Performance Guarantee under the Ethane Supply Agreement
In order to ensure that AGCC will perform its obligations of payment to the supplier of Ethane in a timely manner, the Company has completed the execution of payment guarantee deed with the supplier of ethane of Project Amur on October 2021. When AGCC fails to perform the obligations in a timely manner, the Company will assume its guarantee liabilities based on SOIHL HK’s shareholding percentage in AGCC with a guarantee amount of approximately USD2.4 billion for a guarantee period until the 31 December 2047 or the Company and its connected persons ceasing to hold any equity interest in AGCC (unless under the circumstance that the relevant clauses under the Ethane Supply Agreement have been early terminated) (whichever of the aforesaid dates occurs the earliest).

● **LISTED RECORDS**:
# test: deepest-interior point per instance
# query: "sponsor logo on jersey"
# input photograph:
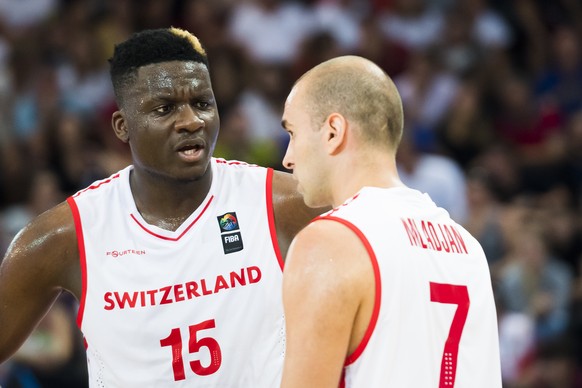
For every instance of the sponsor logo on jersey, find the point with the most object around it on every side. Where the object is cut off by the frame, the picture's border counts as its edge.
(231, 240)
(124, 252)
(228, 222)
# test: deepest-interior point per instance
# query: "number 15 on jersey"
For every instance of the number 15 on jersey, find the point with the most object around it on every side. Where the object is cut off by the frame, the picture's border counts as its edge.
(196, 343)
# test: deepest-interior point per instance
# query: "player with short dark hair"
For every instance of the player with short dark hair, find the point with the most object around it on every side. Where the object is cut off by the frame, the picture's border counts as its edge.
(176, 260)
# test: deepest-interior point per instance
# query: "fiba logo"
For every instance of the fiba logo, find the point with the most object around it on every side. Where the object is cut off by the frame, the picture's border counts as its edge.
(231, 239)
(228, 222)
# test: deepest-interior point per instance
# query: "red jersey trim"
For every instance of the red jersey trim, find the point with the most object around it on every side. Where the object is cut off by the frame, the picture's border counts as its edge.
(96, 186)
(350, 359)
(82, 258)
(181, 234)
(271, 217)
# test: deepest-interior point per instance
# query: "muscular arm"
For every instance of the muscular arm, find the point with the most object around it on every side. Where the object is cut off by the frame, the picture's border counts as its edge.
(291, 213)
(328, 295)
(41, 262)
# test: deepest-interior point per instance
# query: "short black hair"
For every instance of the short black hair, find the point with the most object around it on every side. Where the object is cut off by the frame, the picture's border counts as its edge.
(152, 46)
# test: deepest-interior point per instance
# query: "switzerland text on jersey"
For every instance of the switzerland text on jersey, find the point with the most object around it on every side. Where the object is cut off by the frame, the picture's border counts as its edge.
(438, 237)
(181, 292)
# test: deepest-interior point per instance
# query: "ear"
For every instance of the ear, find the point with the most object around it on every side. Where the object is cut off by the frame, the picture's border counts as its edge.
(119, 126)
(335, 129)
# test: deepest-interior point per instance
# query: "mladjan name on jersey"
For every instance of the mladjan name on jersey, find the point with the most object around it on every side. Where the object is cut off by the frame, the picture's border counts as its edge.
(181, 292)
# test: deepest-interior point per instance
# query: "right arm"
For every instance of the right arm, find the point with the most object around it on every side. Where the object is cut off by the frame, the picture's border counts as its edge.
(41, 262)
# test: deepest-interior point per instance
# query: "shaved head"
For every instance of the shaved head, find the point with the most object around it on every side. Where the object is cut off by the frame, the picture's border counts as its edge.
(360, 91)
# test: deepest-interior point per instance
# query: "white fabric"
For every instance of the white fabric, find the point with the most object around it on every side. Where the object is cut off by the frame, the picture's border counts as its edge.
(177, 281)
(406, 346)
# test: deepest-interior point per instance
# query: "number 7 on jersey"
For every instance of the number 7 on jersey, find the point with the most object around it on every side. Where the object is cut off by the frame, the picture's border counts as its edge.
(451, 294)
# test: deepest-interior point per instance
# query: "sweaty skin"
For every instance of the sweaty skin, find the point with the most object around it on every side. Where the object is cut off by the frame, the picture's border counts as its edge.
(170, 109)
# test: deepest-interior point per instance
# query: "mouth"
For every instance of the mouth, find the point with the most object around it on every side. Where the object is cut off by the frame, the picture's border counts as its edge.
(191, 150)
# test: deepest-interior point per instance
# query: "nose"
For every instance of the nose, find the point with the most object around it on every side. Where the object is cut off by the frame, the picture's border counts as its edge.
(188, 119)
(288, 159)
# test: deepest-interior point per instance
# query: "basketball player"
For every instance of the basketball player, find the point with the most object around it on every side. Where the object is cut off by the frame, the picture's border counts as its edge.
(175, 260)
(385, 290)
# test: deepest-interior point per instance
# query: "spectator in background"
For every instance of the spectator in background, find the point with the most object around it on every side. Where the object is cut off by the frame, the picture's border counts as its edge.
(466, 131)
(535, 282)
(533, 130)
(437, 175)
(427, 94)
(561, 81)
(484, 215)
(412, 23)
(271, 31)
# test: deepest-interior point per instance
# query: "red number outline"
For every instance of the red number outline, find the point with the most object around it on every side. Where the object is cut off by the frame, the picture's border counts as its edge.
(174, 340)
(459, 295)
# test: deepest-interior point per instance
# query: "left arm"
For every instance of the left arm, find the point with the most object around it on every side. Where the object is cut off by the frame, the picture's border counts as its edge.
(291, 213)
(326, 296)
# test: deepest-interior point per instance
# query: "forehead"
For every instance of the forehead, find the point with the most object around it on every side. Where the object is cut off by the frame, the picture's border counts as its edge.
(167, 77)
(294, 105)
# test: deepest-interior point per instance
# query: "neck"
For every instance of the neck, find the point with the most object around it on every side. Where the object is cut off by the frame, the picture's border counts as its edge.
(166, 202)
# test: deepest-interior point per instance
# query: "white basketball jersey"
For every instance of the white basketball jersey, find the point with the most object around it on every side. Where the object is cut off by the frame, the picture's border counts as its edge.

● **OBJECTIVE**:
From the performance guarantee text, print the passage from "Performance Guarantee under" up to and including "occurs the earliest).".

● **EXPECTED ANSWER**:
Performance Guarantee under the Ethane Supply Agreement
In order to ensure that AGCC will perform its obligations of payment to the supplier of Ethane in a timely manner, the Company has completed the execution of payment guarantee deed with the supplier of ethane of Project Amur on October 2021. When AGCC fails to perform the obligations in a timely manner, the Company will assume its guarantee liabilities based on SOIHL HK’s shareholding percentage in AGCC with a guarantee amount of approximately USD2.4 billion for a guarantee period until the 31 December 2047 or the Company and its connected persons ceasing to hold any equity interest in AGCC (unless under the circumstance that the relevant clauses under the Ethane Supply Agreement have been early terminated) (whichever of the aforesaid dates occurs the earliest).